* [WHAT NEEDS TO BE DONE] Reproduce verbatim the items below, from the line containing "Where can the foraging" through the last line of the items, including both of those lines.
Start of GIVEN RECORDS
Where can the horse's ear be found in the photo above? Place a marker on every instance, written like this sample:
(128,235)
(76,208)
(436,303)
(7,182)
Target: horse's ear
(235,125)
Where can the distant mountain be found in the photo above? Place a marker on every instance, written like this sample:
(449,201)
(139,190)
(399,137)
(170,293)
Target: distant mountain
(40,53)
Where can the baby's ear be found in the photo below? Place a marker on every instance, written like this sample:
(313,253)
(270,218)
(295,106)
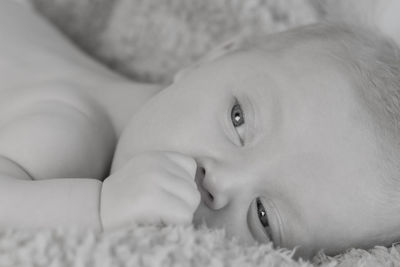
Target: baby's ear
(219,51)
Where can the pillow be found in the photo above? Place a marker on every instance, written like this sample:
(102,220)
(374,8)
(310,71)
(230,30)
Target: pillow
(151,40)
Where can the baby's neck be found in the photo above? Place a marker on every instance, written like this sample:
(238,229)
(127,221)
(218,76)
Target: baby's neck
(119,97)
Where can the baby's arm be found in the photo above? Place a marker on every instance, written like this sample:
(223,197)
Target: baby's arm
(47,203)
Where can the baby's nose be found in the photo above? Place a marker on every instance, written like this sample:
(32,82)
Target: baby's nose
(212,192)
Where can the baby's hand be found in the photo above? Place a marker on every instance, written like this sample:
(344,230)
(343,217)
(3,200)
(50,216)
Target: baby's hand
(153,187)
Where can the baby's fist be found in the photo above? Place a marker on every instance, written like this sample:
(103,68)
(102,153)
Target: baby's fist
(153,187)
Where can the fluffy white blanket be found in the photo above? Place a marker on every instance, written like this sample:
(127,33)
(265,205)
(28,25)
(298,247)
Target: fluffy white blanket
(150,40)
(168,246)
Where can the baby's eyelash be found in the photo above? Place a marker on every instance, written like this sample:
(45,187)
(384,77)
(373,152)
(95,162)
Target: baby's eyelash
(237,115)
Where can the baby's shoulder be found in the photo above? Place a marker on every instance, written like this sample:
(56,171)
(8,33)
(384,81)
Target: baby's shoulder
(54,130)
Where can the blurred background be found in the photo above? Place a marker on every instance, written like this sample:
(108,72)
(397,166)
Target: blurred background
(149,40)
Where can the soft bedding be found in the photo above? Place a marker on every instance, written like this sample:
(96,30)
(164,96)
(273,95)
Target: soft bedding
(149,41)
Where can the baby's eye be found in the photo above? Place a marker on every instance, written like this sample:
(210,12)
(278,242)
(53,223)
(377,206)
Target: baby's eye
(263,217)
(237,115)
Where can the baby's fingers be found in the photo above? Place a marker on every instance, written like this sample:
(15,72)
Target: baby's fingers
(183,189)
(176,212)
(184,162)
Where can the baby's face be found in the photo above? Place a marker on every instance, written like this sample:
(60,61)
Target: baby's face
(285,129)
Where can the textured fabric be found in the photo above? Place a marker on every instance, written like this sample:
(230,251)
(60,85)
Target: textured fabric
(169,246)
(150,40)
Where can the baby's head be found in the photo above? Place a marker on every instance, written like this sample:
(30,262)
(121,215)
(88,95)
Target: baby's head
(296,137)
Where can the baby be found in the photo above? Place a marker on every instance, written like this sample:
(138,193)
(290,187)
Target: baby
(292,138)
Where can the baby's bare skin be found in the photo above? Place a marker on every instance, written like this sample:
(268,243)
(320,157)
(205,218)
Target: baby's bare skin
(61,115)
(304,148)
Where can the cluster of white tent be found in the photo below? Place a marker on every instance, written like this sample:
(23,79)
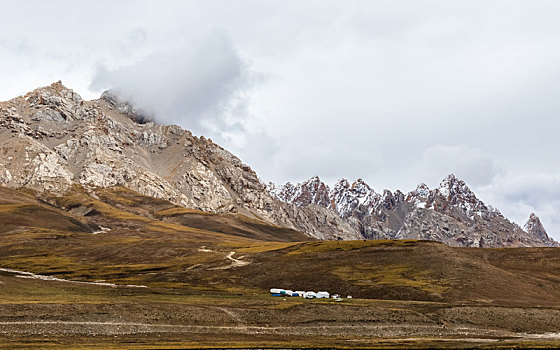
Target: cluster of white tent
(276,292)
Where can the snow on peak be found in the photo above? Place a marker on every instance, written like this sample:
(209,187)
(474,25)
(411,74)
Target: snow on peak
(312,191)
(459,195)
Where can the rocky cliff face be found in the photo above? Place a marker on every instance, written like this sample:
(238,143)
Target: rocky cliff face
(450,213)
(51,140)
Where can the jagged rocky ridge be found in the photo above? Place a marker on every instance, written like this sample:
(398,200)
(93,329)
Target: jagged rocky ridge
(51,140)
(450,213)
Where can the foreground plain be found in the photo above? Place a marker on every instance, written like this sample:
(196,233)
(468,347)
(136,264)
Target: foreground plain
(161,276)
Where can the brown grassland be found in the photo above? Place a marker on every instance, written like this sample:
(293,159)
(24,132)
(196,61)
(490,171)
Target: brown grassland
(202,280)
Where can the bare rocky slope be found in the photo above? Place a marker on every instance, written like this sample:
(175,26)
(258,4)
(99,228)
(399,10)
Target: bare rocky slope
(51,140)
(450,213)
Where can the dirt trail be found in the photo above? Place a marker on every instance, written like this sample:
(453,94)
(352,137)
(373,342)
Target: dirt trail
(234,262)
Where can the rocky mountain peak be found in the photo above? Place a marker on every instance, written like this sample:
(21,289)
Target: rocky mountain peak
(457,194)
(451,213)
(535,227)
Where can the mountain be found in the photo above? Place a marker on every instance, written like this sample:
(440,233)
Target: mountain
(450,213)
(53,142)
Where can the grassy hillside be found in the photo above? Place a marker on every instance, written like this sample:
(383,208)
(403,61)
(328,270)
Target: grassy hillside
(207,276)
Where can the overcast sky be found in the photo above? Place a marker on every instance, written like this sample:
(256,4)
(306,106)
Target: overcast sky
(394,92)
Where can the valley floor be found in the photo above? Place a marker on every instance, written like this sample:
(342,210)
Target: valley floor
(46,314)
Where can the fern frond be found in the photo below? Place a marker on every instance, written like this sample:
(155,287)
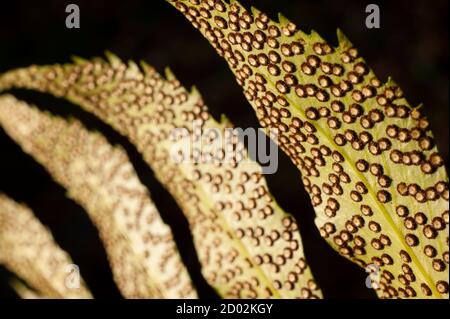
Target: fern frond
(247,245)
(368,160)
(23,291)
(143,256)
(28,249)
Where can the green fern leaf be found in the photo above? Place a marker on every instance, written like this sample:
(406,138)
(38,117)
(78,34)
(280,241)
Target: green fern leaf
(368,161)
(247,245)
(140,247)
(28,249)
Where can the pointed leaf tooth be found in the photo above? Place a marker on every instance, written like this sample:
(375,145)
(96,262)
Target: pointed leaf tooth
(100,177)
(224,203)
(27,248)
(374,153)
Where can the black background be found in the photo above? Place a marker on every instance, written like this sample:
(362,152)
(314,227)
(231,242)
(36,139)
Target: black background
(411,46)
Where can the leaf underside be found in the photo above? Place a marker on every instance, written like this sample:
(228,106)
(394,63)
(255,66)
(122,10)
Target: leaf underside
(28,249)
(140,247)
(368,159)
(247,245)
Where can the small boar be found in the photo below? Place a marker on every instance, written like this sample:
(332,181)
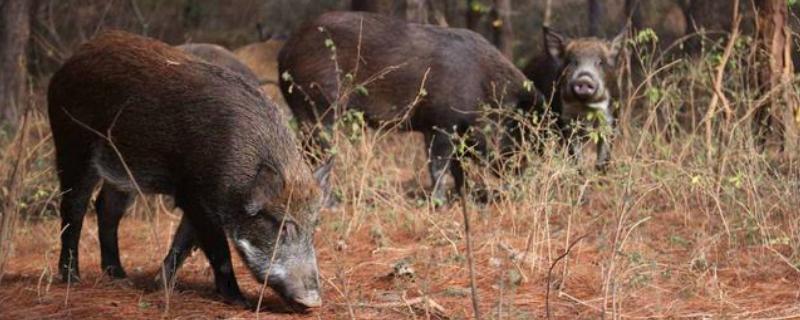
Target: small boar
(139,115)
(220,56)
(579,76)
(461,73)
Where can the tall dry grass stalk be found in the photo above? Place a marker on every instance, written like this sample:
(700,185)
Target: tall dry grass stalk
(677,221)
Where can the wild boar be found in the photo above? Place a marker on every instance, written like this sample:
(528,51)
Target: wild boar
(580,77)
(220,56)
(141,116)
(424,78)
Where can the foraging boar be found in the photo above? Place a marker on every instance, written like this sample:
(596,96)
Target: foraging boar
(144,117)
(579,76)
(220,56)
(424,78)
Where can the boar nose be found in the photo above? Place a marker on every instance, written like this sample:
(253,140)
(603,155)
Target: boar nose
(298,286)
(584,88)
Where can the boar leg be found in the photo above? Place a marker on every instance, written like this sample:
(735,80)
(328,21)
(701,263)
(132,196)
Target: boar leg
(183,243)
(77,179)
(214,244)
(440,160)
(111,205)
End of GIVEN RECORDS
* [RESULT]
Where can the foraging boar be found in the photo above? Place a marker on every instance, written like this sample:
(596,96)
Target: foraging boar
(144,117)
(579,76)
(220,56)
(424,78)
Where can the boar nose be found in the photo above? Place a marker on every instance, written like this sample:
(253,140)
(603,155)
Target: boar nose
(298,286)
(584,88)
Where can the boar leg be found in the photo above? Place a marker on every instance, written like this sample:
(735,80)
(328,21)
(701,263)
(132,196)
Target: boar leg
(183,243)
(77,179)
(214,244)
(440,160)
(111,205)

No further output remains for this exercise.